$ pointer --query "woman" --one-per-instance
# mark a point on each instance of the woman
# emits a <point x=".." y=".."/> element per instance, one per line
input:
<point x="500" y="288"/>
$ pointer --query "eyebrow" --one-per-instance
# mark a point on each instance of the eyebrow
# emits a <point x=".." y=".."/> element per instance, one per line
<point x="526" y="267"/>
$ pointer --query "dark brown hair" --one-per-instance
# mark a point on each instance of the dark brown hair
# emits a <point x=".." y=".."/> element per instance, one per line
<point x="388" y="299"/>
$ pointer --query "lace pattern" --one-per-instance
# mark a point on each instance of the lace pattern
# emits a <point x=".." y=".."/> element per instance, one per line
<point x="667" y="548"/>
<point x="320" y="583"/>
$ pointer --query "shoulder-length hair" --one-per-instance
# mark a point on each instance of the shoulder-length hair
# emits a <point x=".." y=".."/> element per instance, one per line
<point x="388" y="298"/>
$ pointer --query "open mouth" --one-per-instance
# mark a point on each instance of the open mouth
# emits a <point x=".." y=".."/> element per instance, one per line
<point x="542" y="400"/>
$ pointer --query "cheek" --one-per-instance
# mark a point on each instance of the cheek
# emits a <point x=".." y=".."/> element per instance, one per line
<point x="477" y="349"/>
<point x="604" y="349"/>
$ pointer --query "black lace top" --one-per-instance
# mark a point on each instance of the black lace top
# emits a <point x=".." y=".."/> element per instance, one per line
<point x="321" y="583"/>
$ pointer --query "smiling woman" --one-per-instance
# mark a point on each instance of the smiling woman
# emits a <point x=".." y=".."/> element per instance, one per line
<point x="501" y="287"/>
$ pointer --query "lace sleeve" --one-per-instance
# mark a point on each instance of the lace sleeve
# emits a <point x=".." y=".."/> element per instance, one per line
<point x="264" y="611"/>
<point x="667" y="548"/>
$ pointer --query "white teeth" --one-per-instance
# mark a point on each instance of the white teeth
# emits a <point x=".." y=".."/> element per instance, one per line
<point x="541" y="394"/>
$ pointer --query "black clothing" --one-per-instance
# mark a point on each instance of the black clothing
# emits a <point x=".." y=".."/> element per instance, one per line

-------------------------

* Your task
All of the entries above should be written out again exactly.

* Reply
$ pointer --query "woman" --one-per-instance
# mark a point on each instance of the woman
# emits a <point x=".." y=".."/> element per instance, one per line
input:
<point x="500" y="288"/>
$ pointer --query "eyebrow" --one-per-instance
# mark a point on each instance of the eyebrow
# emits a <point x=".." y=".."/> element per instance, one per line
<point x="526" y="267"/>
$ pointer --query "dark brown hair" --one-per-instance
# mark a point on each instance of the dark brown hair
# emits a <point x=".." y=".."/> element per instance, one per line
<point x="388" y="299"/>
$ pointer --query "lace pattern" --one-per-instance
# mark a point on each instance of the lace pattern
# emits a <point x=".." y=".."/> element per instance, one per line
<point x="667" y="548"/>
<point x="320" y="583"/>
$ pointer --query "shoulder-length hair" --one-per-instance
# mark a point on each instance of the shoulder-length hair
# emits a <point x=".." y=".."/> element per instance, one per line
<point x="388" y="298"/>
$ pointer --query "open mouth" --one-per-instance
# mark a point on each instance of the open mouth
# emits a <point x=".." y=".."/> element per instance, one per line
<point x="542" y="400"/>
$ pointer --query "cheek" --one-per-instance
# mark a point on each instance of the cheek
# emits a <point x=".." y=".."/> element per instance, one per line
<point x="477" y="349"/>
<point x="604" y="349"/>
$ pointer --query "black lace top" --one-per-instance
# mark a point on each instance of the black lace top
# emits a <point x=".." y=".."/> element per instance, one per line
<point x="321" y="583"/>
$ pointer --query "smiling woman" --one-per-instance
# mark a point on each instance of the smiling woman
# emits a <point x=".." y=".."/> element per instance, one per line
<point x="501" y="287"/>
$ pointer --query "lace sleeve" --one-per-instance
# mark a point on each instance of the lace sleeve
# emits a <point x=".." y=".."/> element per instance, one per line
<point x="264" y="611"/>
<point x="667" y="548"/>
$ pointer --query "white teeth" --one-per-instance
# mark a point on each instance of the white teeth
# emits a <point x=".." y=".."/> element per instance, one per line
<point x="541" y="394"/>
$ pointer --query "black clothing" --one-per-instance
# mark a point on each instance of the black clothing
# emits a <point x=".." y=".."/> element per instance, one per line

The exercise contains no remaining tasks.